** Source material follows **
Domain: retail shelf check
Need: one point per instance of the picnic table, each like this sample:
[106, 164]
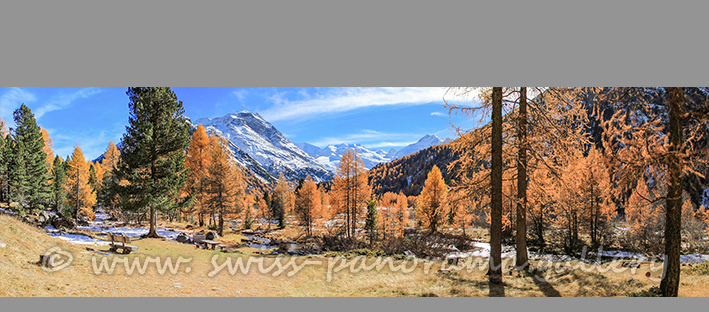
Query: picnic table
[201, 240]
[213, 245]
[120, 241]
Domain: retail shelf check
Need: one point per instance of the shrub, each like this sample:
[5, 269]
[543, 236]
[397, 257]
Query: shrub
[652, 292]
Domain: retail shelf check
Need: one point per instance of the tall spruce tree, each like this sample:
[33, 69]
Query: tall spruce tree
[4, 154]
[153, 153]
[17, 174]
[58, 181]
[34, 160]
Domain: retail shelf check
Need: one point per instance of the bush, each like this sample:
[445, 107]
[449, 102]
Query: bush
[652, 292]
[700, 269]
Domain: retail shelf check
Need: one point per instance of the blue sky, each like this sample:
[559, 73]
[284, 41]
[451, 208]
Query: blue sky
[378, 118]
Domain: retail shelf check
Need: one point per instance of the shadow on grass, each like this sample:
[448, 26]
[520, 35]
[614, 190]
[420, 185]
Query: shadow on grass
[546, 287]
[496, 290]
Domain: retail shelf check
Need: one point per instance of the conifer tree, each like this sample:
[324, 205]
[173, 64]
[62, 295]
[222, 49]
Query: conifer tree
[153, 153]
[47, 147]
[19, 183]
[107, 196]
[5, 142]
[370, 224]
[58, 181]
[35, 159]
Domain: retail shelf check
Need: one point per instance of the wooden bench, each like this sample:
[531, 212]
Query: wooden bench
** End of Source material **
Your goal: Please copy only the lines from the one with "Need: one point per instance of the tall" through the final line of the records above, both ends included.

Exercise solution:
Need: one point per instance of the tall spruce tree, each like this sample:
[33, 69]
Query: tall spruce tree
[4, 154]
[153, 153]
[17, 174]
[58, 181]
[34, 160]
Domain: retail shelf check
Need: one point per instance of the bush, each like this sample:
[445, 107]
[449, 102]
Query: bush
[652, 292]
[700, 269]
Domain: retail shelf check
Need: one point per instance of the blue sky, each like this sample:
[559, 73]
[284, 41]
[451, 208]
Query: blue sky
[378, 118]
Domain: retail shelf check
Need: one point per instance of the shadow on grass, each like this sample:
[448, 26]
[520, 35]
[614, 190]
[420, 185]
Query: shadow on grass
[546, 287]
[496, 290]
Domain: retail shelf check
Need: one point per instance of the conifer tree, each like this sample:
[324, 205]
[173, 64]
[62, 295]
[222, 49]
Query: conifer tree
[153, 153]
[47, 147]
[19, 183]
[107, 196]
[5, 142]
[370, 224]
[58, 181]
[35, 159]
Domain: retail shelf check
Need: one point per instance of the wooden bench, each like this sample:
[531, 212]
Query: wooden bench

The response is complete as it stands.